Source data:
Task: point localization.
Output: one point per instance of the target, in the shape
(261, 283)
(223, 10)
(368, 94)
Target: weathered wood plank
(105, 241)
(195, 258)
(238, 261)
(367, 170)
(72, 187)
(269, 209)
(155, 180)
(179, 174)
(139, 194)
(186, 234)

THE PROBLEM: Output consists of exactly the lines from the one containing "Output: one point" to the end of the records above, retyped without change and with nothing extra.

RESULT OF THE EXERCISE:
Output: one point per instance of the target, in the shape
(261, 283)
(223, 10)
(368, 94)
Target: weathered wood plank
(105, 241)
(195, 258)
(238, 261)
(367, 170)
(72, 187)
(269, 209)
(155, 180)
(179, 174)
(139, 194)
(186, 234)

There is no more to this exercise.